* Sfida A *
Trascrivi la parte del brano sul Kamasutra compresa tra "Veniamo ora a" e "sposa, vedova, prostituta.", estremi inclusi.

* Brano *
"""
Kamasutra: l’arte di amare (parte seconda)

Veniamo ora a una breve esposizione delle parti di cui si compone il Kamasutra. La prima parte, dopo il generale preambolo sulla dottrina d’Amore sopra descritta, presenta il protagonista dell’opera, colui al quale l’insegnamento del trattato principalmente si rivolge: il nagaraka, termine che lo studio Richard Schmidt ha reso con “uomo elegante”, o l’uomo che “fa tendenza”. Costui è in grado di fare del kama uno stile di vita: provvedere al proprio benessere economico gli permette di organizzare nel tempo libero con i suoi pari salotti ricreativi e culturali, incontri, feste, gite, manifestazioni artistiche. La sua controparte femminile non ha un unico nome ma acquista un’identità solo in relazione al rapporto che ha con l’uomo: vergine, sposa, vedova, prostituta.

La Parte seconda, la più ampia, concentra in sé la celebre esposizione delle strategie erotiche, anatomicamente meticolosa, che appare ai nostri occhi piuttosto spudorata. In realtà, fin dalla classificazione delle misure con cui la sezione si apre, non ha nulla di perverso, non mira in alcun modo ad eccitare; punta piuttosto al completo e reciproco appagamento, all’armonia della coppia. Tanta sapienza nei baci, negli abbracci e nelle carezze viene donata alla coppia al fine di permettere al partner di rendere felice l’altro, perché l’amore vuole, tra le altre cose, varietà.
"""
* Sfida B *
Formatta come lista JSON di stringhe le righe delle voci qui sotto, dalla prima riga fino a quella che contiene "244 122 294 163", entrambe incluse. Ogni riga diventa una stringa e le righe vuote vanno escluse.

* Dati dell'esercizio *
"""
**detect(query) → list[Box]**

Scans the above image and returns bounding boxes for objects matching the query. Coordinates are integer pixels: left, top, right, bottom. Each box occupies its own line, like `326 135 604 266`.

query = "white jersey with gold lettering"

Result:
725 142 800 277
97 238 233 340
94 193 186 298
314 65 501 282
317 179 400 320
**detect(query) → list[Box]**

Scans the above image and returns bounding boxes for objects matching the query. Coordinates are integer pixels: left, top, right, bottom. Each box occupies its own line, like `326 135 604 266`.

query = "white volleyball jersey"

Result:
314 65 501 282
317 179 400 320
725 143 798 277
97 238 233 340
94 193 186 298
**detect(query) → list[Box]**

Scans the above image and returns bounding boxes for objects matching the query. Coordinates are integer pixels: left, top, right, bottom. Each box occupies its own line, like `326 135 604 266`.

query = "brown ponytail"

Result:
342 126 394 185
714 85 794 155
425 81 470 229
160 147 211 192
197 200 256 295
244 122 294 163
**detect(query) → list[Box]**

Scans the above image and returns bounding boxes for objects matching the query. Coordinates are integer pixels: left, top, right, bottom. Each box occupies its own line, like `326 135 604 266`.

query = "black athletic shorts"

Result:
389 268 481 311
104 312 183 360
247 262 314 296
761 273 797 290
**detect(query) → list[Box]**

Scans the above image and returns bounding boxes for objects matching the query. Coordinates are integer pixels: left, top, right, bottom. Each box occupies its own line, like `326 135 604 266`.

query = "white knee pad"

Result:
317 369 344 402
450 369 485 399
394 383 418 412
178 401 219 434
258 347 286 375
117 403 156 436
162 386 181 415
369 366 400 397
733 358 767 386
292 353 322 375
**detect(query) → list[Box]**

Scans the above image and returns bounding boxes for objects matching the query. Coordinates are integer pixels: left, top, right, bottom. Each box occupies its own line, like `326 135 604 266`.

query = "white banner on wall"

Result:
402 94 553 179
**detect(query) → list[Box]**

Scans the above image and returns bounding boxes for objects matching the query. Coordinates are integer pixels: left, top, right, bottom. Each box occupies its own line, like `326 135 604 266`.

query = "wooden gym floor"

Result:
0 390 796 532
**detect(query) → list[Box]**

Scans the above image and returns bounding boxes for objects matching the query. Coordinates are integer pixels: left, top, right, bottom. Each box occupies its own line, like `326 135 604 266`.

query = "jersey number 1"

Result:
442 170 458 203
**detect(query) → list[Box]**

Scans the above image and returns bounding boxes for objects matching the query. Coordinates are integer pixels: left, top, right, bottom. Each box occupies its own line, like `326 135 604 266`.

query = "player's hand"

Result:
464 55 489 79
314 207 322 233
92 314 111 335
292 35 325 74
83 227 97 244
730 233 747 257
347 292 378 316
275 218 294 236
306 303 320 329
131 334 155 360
"""
* Risposta attesa A *
Veniamo ora a una breve esposizione delle parti di cui si compone il Kamasutra. La prima parte, dopo il generale preambolo sulla dottrina d’Amore sopra descritta, presenta il protagonista dell’opera, colui al quale l’insegnamento del trattato principalmente si rivolge: il nagaraka, termine che lo studio Richard Schmidt ha reso con “uomo elegante”, o l’uomo che “fa tendenza”. Costui è in grado di fare del kama uno stile di vita: provvedere al proprio benessere economico gli permette di organizzare nel tempo libero con i suoi pari salotti ricreativi e culturali, incontri, feste, gite, manifestazioni artistiche. La sua controparte femminile non ha un unico nome ma acquista un’identità solo in relazione al rapporto che ha con l’uomo: vergine, sposa, vedova, prostituta.

* Risposta attesa B *
[
  "**detect(query) → list[Box]**",
  "Scans the above image and returns bounding boxes for objects matching the query. Coordinates are integer pixels: left, top, right, bottom. Each box occupies its own line, like `326 135 604 266`.",
  "query = \"white jersey with gold lettering\"",
  "Result:",
  "725 142 800 277",
  "97 238 233 340",
  "94 193 186 298",
  "314 65 501 282",
  "317 179 400 320",
  "**detect(query) → list[Box]**",
  "Scans the above image and returns bounding boxes for objects matching the query. Coordinates are integer pixels: left, top, right, bottom. Each box occupies its own line, like `326 135 604 266`.",
  "query = \"white volleyball jersey\"",
  "Result:",
  "314 65 501 282",
  "317 179 400 320",
  "725 143 798 277",
  "97 238 233 340",
  "94 193 186 298",
  "**detect(query) → list[Box]**",
  "Scans the above image and returns bounding boxes for objects matching the query. Coordinates are integer pixels: left, top, right, bottom. Each box occupies its own line, like `326 135 604 266`.",
  "query = \"brown ponytail\"",
  "Result:",
  "342 126 394 185",
  "714 85 794 155",
  "425 81 470 229",
  "160 147 211 192",
  "197 200 256 295",
  "244 122 294 163"
]